## Supplied information:
* * *

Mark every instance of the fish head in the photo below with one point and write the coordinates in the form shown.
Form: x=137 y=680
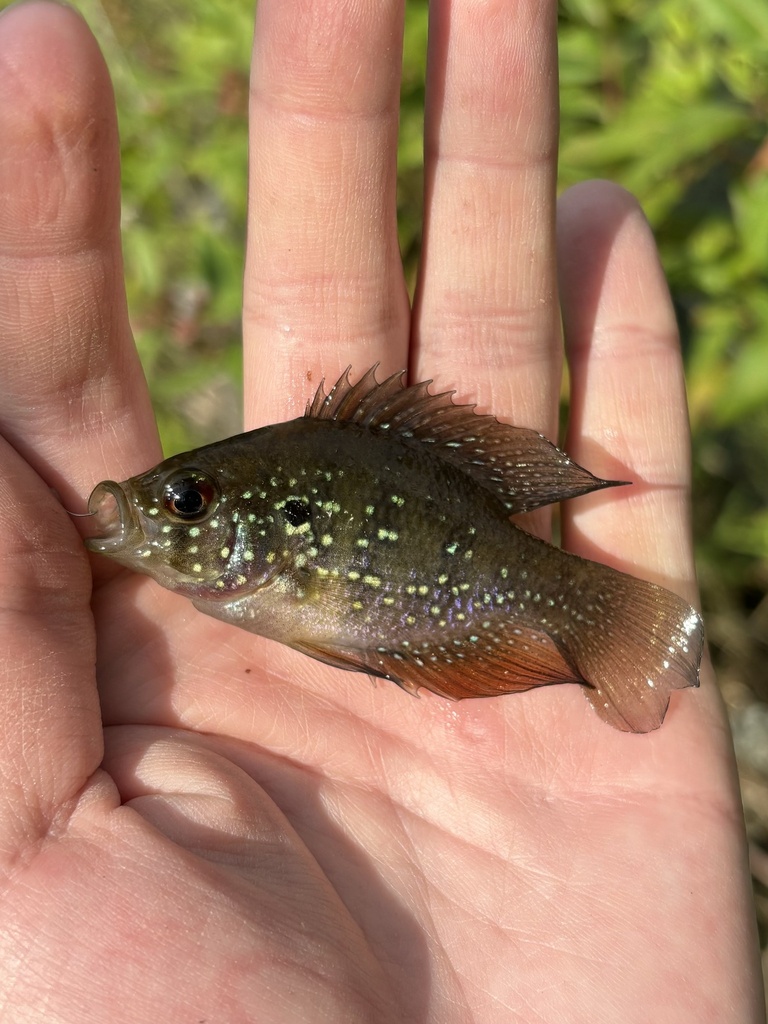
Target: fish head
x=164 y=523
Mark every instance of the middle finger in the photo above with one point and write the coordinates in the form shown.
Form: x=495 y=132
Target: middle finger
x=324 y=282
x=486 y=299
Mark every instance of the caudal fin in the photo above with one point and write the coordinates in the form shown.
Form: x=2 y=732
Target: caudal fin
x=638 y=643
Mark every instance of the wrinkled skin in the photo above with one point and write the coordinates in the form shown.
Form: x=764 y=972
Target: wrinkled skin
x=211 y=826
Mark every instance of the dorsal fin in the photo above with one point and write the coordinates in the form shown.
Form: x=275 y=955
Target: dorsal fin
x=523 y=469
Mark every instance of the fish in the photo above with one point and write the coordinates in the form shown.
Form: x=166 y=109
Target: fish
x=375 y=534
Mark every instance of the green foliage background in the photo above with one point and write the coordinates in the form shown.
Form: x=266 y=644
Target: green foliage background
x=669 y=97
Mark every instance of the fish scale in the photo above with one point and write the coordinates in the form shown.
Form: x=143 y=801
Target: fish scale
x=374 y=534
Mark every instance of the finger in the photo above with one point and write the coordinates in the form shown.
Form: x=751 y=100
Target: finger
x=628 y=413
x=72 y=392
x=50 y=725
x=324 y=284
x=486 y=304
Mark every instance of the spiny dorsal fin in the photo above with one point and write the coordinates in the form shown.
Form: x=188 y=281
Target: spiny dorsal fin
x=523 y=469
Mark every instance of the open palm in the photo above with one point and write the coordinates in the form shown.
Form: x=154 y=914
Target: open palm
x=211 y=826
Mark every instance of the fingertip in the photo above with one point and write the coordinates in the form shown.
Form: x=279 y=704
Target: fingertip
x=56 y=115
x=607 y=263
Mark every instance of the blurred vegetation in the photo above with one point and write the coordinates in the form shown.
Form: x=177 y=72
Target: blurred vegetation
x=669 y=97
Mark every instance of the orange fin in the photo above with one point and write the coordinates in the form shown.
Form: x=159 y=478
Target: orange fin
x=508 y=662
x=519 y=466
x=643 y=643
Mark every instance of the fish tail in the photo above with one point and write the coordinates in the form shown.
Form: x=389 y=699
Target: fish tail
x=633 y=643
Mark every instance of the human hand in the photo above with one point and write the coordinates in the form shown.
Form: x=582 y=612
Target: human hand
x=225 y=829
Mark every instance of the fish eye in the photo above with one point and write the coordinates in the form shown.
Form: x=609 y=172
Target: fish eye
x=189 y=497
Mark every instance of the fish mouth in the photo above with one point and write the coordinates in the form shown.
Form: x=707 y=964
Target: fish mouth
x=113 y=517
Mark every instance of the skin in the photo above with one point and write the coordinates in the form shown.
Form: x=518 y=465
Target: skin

* * *

Copy the stretch of the records above that runs from the line with "Target: fish head" through the line with "Form: x=279 y=704". Both end lines belong in the copy, and nothing else does.

## Answer to this task:
Target: fish head
x=164 y=523
Mark every instance of the middle finger in the photo above with one point and write the coordinates in the form shown.
Form: x=495 y=132
Target: middle finger
x=324 y=282
x=486 y=299
Mark every instance of the caudal fin in the photo above with one point and write the coordinates in the form shown.
Form: x=2 y=732
Target: caudal fin
x=638 y=643
Mark every instance of the wrinkled skin in the photo above with one point and write the coordinates in the form shown.
Form: x=764 y=972
Target: wrinkled skin
x=211 y=826
Mark every instance of the dorsal fin in the photo above with one point and write the coordinates in the form shown.
Form: x=275 y=955
Target: dorsal fin
x=523 y=469
Mark every instance of the fish in the photo above with one point and write the coordinates in the form shown.
Form: x=166 y=109
Target: fish
x=375 y=534
Mark every instance of the green foliage background in the photo above with one point and write the coordinates in the form shown.
Form: x=266 y=644
Target: green foliage background
x=669 y=97
Mark every instance of the fish scale in the photo above with one point and write the coordinates in the form shown.
Form: x=143 y=801
Target: fish scale
x=374 y=534
Mark every instance of the finger in the photo above with one point and write the coordinates in the form shown.
Form: x=751 y=100
Target: finger
x=628 y=413
x=72 y=392
x=50 y=725
x=324 y=284
x=486 y=304
Mark every instance of the spiny dorsal fin in the photo above with one point and write the coordinates in the form shown.
Form: x=188 y=281
Target: spiny dorsal fin
x=523 y=469
Mark every instance of the open palm in the photo above with one point and write the coordinates in the form shown.
Form: x=154 y=914
Target: open palm
x=211 y=826
Mark every instance of the fingertip in the photo above with one point and write the coordinates in the form shown.
Form: x=279 y=704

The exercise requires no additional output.